* Point localization data *
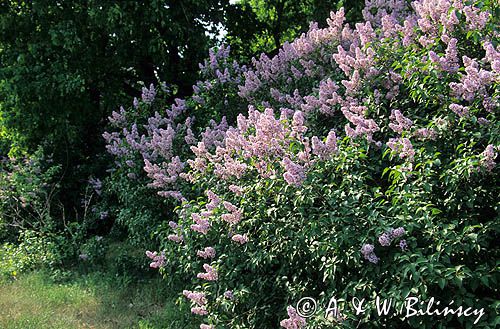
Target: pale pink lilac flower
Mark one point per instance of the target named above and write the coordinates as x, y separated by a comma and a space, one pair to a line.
241, 239
198, 298
210, 273
294, 321
488, 157
208, 252
175, 238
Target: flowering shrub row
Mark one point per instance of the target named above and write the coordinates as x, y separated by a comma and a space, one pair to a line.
357, 162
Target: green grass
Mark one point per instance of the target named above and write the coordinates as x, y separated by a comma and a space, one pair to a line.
96, 300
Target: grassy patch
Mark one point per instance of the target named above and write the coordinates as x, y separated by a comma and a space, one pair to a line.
94, 300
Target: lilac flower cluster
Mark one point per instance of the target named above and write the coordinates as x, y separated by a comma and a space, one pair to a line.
294, 321
368, 252
210, 273
488, 157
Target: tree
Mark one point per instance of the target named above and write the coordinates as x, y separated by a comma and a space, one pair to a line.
256, 26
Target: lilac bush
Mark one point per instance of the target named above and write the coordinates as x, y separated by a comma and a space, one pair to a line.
359, 161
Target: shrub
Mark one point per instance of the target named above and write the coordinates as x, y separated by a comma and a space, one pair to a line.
28, 187
374, 176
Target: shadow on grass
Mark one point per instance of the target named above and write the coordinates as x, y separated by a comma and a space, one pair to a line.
94, 300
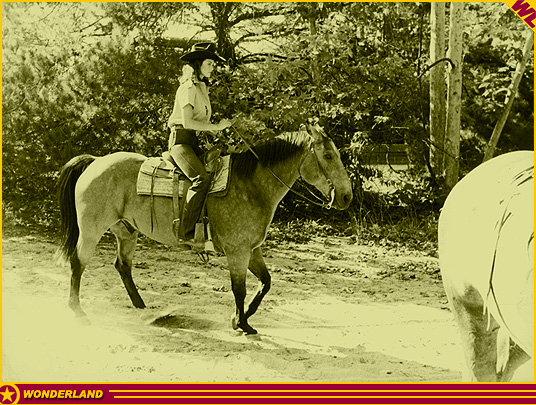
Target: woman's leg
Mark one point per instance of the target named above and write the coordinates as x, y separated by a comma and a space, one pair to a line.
192, 167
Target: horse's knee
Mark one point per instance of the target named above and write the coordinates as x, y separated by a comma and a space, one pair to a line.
266, 283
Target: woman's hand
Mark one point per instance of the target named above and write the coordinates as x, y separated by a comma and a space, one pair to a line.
225, 123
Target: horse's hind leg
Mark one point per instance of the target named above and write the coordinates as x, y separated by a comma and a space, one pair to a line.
85, 248
259, 269
126, 245
479, 340
238, 265
74, 293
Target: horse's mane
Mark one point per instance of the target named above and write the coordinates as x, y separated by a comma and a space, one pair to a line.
270, 152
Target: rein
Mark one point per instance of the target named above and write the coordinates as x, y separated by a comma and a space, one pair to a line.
323, 203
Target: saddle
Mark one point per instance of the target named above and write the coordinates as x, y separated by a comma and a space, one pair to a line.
160, 177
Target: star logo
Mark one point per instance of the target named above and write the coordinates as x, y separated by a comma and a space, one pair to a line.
9, 394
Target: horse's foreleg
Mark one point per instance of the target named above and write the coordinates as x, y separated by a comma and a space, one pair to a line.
479, 341
238, 265
126, 245
258, 267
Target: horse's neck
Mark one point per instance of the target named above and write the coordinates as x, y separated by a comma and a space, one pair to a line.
276, 179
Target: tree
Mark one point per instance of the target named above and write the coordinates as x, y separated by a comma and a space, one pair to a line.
452, 138
512, 91
438, 87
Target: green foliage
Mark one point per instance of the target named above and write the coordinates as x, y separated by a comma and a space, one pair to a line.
101, 77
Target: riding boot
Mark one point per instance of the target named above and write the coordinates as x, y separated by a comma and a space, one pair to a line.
189, 163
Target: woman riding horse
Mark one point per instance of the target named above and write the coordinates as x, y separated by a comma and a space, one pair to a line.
191, 114
99, 193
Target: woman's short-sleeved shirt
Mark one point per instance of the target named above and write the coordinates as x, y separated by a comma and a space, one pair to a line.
194, 93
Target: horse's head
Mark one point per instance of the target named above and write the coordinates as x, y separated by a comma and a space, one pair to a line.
323, 169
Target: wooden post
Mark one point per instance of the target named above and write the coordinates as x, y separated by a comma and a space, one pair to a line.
520, 69
454, 98
438, 88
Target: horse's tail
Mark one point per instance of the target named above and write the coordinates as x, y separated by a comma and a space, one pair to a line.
65, 185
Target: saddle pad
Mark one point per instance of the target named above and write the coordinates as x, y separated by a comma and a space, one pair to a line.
156, 177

* What this task involves *
Among the lines above, show every one that contains the string "riding".

* Reply to the task *
Target: riding boot
Target: woman riding horse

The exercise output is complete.